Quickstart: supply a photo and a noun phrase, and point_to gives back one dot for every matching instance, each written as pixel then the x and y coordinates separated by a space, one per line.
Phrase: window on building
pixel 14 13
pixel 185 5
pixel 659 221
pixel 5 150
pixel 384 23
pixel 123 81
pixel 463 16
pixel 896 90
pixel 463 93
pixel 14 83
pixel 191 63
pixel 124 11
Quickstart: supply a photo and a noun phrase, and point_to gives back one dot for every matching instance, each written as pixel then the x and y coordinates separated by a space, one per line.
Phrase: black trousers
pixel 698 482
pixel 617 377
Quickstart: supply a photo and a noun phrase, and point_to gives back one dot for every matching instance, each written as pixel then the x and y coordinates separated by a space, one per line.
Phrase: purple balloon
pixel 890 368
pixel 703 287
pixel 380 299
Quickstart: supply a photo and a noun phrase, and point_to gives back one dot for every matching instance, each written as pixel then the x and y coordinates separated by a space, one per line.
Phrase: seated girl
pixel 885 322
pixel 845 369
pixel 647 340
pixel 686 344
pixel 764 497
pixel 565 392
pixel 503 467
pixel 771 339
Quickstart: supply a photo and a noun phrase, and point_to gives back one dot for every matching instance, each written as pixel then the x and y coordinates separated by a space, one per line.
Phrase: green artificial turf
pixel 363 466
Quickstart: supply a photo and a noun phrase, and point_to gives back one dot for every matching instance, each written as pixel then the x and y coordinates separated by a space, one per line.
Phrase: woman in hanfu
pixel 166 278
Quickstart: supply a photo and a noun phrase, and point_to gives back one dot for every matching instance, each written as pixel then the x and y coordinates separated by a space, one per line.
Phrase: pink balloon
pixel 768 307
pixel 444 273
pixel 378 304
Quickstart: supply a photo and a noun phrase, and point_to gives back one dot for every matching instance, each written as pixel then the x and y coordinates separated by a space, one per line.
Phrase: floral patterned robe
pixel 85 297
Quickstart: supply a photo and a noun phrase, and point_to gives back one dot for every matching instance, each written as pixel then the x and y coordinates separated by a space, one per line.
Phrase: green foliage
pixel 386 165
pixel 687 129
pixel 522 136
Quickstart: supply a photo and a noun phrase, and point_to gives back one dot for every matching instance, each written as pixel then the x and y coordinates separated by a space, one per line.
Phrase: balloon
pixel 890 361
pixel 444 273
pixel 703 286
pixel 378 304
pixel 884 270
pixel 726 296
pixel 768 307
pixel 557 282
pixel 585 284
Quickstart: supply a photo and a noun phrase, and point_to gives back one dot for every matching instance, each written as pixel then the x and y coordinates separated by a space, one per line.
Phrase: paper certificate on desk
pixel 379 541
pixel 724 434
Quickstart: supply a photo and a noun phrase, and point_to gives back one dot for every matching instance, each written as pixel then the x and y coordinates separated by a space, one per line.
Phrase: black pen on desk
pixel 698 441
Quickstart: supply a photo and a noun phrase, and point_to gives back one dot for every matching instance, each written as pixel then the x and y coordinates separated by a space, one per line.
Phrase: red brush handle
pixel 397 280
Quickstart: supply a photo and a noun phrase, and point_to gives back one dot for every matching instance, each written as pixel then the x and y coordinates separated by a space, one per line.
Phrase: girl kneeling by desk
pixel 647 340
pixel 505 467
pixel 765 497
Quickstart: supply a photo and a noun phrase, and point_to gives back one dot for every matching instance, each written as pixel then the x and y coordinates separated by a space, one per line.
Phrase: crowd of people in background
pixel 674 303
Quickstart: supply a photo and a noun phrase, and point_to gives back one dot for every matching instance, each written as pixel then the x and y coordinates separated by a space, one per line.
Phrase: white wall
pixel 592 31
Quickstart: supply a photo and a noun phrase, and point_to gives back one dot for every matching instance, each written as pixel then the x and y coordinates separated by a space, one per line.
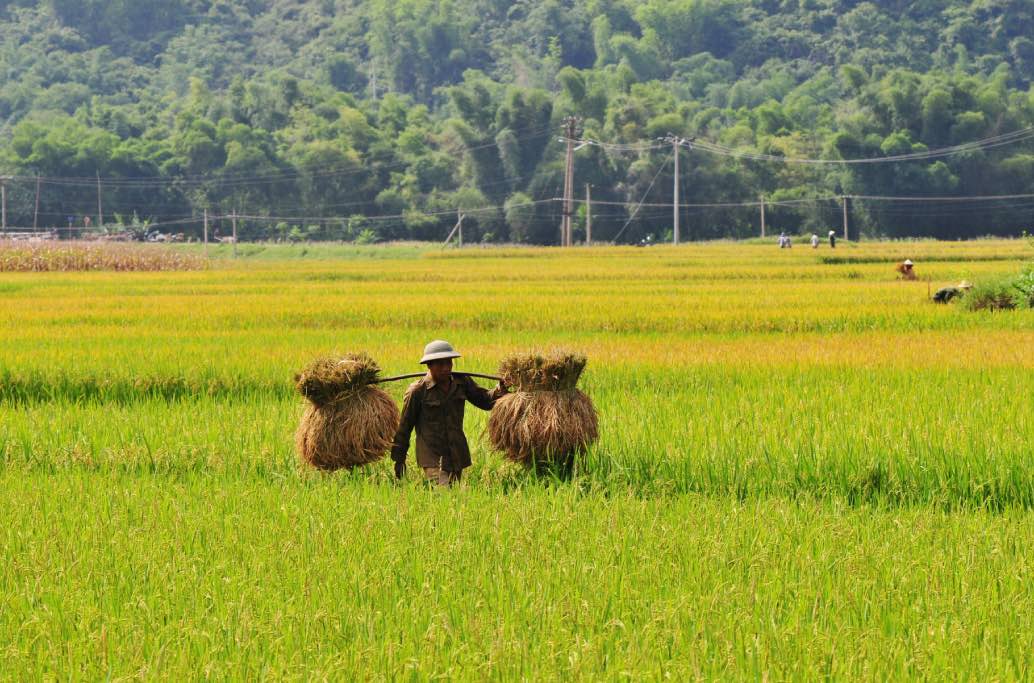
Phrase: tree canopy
pixel 335 119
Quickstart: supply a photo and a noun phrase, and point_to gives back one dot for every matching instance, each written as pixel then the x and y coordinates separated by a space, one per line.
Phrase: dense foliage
pixel 317 115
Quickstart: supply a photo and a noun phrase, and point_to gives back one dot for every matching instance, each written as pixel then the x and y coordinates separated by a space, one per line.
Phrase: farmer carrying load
pixel 433 406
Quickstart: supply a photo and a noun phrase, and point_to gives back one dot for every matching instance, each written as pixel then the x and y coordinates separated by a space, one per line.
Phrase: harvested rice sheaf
pixel 535 372
pixel 327 379
pixel 351 422
pixel 546 418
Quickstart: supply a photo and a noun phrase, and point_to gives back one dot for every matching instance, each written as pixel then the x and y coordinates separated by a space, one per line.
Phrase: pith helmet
pixel 437 350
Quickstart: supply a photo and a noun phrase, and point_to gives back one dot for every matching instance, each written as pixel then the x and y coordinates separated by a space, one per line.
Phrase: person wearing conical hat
pixel 433 406
pixel 907 270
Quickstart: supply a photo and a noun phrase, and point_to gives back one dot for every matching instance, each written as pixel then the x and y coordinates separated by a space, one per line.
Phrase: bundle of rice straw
pixel 546 418
pixel 350 421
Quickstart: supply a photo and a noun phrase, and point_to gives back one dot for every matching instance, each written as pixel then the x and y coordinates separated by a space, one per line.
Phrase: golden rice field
pixel 806 469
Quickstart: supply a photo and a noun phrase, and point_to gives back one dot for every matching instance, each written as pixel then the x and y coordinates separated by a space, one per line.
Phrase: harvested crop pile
pixel 350 421
pixel 546 418
pixel 70 256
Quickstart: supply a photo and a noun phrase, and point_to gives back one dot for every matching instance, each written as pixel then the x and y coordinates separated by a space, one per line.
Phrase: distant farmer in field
pixel 907 270
pixel 433 406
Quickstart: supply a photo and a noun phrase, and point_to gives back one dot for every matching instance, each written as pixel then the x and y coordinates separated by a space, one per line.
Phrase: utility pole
pixel 588 214
pixel 100 206
pixel 3 203
pixel 35 216
pixel 844 199
pixel 674 145
pixel 762 216
pixel 571 129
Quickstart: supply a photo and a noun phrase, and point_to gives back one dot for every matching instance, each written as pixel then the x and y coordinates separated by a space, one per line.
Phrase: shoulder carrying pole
pixel 415 375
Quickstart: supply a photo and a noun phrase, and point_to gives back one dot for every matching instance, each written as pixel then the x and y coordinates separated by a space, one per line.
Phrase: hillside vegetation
pixel 317 115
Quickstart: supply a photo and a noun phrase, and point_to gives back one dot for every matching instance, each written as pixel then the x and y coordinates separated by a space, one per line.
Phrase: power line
pixel 722 150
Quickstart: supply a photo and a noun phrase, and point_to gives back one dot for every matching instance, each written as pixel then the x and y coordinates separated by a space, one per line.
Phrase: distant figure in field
pixel 906 270
pixel 945 295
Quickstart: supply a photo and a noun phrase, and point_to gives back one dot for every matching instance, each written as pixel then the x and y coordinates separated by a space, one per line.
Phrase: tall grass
pixel 77 256
pixel 806 470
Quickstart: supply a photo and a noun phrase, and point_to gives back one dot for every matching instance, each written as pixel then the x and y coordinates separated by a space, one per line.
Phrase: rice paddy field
pixel 806 470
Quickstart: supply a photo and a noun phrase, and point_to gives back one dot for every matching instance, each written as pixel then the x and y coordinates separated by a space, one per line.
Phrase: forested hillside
pixel 340 119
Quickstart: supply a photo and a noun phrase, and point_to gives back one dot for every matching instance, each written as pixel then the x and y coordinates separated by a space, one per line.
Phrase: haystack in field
pixel 546 418
pixel 350 421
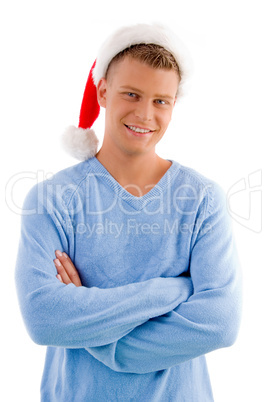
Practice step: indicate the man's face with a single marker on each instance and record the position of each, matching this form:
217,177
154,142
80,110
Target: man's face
139,101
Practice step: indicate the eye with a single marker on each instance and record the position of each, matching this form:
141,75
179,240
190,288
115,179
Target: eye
161,102
131,94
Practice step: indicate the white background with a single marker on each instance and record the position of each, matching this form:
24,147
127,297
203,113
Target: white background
47,48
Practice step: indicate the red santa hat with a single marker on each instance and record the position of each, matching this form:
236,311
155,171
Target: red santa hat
82,142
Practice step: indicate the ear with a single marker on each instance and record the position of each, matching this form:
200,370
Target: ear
102,92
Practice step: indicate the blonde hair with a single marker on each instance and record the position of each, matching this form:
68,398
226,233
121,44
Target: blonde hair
154,55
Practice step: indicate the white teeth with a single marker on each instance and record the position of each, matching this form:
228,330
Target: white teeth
139,130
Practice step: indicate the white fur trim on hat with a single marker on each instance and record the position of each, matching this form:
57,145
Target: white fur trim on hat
80,143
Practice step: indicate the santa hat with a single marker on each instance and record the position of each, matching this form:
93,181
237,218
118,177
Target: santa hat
82,142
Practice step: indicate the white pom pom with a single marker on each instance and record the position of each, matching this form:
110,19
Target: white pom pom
80,143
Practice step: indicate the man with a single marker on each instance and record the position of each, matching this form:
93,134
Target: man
146,278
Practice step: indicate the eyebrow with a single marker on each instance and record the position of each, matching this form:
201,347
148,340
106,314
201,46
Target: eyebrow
160,96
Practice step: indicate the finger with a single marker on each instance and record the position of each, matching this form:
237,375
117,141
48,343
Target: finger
62,272
69,268
59,278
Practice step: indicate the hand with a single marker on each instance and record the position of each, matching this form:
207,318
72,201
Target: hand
67,273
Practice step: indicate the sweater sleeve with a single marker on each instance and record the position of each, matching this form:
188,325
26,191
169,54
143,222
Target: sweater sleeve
208,320
56,314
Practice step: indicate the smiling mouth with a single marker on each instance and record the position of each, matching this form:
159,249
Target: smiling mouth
139,130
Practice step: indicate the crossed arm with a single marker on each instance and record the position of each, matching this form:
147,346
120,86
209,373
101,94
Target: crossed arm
140,327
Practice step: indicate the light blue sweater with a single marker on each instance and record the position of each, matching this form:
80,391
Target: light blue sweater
161,285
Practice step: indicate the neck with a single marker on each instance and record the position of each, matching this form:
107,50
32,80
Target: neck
138,173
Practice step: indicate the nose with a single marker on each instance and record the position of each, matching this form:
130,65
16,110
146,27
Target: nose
144,110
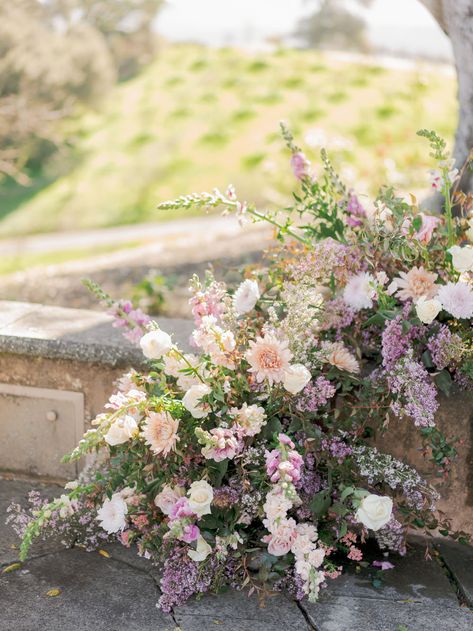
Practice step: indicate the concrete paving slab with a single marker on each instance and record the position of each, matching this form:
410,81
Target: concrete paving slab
96,594
365,614
234,611
459,561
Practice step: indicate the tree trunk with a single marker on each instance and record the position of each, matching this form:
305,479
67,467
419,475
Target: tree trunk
456,19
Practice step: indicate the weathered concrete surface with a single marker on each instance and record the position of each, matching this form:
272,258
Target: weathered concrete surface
65,351
120,593
459,560
455,419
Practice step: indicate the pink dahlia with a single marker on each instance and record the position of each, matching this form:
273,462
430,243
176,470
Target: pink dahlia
160,432
457,299
416,283
269,359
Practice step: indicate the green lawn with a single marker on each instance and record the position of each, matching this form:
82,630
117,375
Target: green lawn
199,118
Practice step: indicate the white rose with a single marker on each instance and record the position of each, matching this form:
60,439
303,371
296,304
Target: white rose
246,296
200,497
469,232
428,310
201,552
168,496
375,511
121,430
112,514
67,508
296,378
155,344
192,400
462,258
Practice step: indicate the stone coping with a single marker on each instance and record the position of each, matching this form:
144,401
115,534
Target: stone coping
35,330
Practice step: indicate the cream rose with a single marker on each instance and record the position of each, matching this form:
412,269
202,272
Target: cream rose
112,514
201,552
375,511
200,497
168,496
192,400
428,310
282,537
246,296
296,378
462,258
121,431
155,344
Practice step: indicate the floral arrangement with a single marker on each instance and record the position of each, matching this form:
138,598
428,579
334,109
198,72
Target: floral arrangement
250,461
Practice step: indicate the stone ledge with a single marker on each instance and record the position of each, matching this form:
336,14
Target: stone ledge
36,330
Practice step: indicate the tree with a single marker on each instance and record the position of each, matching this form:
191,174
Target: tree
334,25
456,18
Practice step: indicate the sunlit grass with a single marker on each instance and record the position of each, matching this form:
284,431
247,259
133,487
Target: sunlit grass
201,118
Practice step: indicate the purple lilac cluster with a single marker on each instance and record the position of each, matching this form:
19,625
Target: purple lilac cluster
445,347
292,583
80,527
378,468
392,537
394,343
182,578
416,394
337,448
329,257
315,395
127,317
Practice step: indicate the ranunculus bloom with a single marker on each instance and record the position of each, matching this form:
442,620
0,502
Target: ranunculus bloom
160,432
121,430
416,283
192,400
296,378
155,344
282,537
112,514
457,299
337,355
167,498
246,296
269,359
201,552
224,444
462,258
250,418
429,224
200,497
375,511
428,310
359,291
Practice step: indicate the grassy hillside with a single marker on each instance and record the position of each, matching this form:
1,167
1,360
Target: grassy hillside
200,118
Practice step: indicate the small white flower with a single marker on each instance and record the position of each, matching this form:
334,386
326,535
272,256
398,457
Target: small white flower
112,514
121,430
192,400
201,552
359,291
155,344
427,310
200,496
375,511
296,378
246,296
462,258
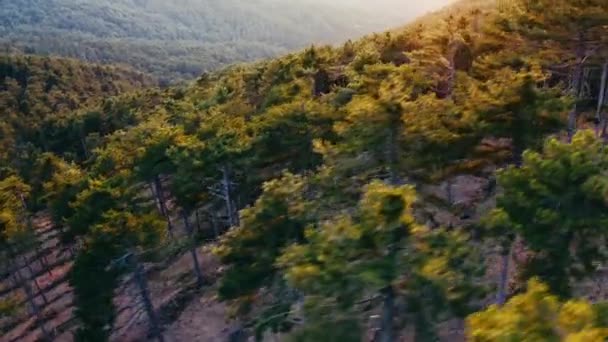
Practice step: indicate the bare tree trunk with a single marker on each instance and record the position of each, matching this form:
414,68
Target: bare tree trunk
32,277
142,284
197,267
162,204
198,220
577,80
34,308
151,186
214,225
600,117
388,315
501,296
227,194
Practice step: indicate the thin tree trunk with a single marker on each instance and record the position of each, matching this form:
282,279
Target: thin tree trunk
198,220
163,206
155,197
214,225
142,284
601,118
577,80
501,296
197,267
84,145
388,315
227,194
35,309
33,278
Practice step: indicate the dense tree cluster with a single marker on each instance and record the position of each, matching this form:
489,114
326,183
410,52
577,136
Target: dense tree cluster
329,175
179,39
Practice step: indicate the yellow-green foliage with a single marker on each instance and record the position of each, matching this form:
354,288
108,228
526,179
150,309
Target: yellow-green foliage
537,315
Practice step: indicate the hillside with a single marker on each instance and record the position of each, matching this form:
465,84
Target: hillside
182,38
443,181
35,91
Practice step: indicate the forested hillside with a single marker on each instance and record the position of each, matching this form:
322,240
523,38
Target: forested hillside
182,38
443,181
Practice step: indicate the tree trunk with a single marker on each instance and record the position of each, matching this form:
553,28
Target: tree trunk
32,277
34,308
501,296
577,80
214,225
227,194
197,268
388,315
151,187
198,221
142,284
162,204
600,116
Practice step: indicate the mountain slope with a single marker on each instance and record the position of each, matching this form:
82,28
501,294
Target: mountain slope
181,38
36,90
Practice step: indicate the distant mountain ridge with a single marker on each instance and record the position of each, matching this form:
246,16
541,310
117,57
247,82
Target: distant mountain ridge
181,38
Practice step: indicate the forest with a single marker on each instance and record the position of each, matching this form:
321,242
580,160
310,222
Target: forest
443,181
179,39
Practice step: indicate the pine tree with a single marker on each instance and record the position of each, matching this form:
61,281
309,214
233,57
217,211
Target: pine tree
______
The required output is the exact sequence of lines from the one containing "Practice step: indicate the hillside" through the end of the listing, both endpoints included.

▶ COMPLETED EXERCISE
Practice step: indicate the hillside with a single marker on each instance and record the position of each, matching this form:
465,84
Target: hillside
182,38
443,181
35,91
Practice step: indicate the forested hillside with a single marker on each instance and record the position of each, matching this form:
322,240
523,38
Target: forested hillside
182,38
443,181
Practice step: indicate the tree trunk with a single marker on each instance and record the position of each, matching this form:
553,28
Target: tree trunk
32,277
34,308
501,296
577,80
214,225
227,194
197,268
388,315
151,187
198,221
142,284
162,204
600,116
Practice step: indicate the mountain slope with a single marker on each instance and record the position of each, matching this form:
82,28
501,294
Target: mountain slope
181,38
36,90
Practice step: indicate the distant mountain ridge with a single marker on each instance and record the position of each, matching this form:
246,16
541,310
117,57
247,82
Target: distant mountain ridge
181,38
Practice step: indicate the forest with a single marker on each instance and record the position of each, matching this form:
321,242
580,160
310,222
Target: forest
443,181
179,39
Practice step: indicate the pine tree with a single marker on each instance and record the position of each, matching this form:
61,281
309,214
233,57
217,211
Target: pine tree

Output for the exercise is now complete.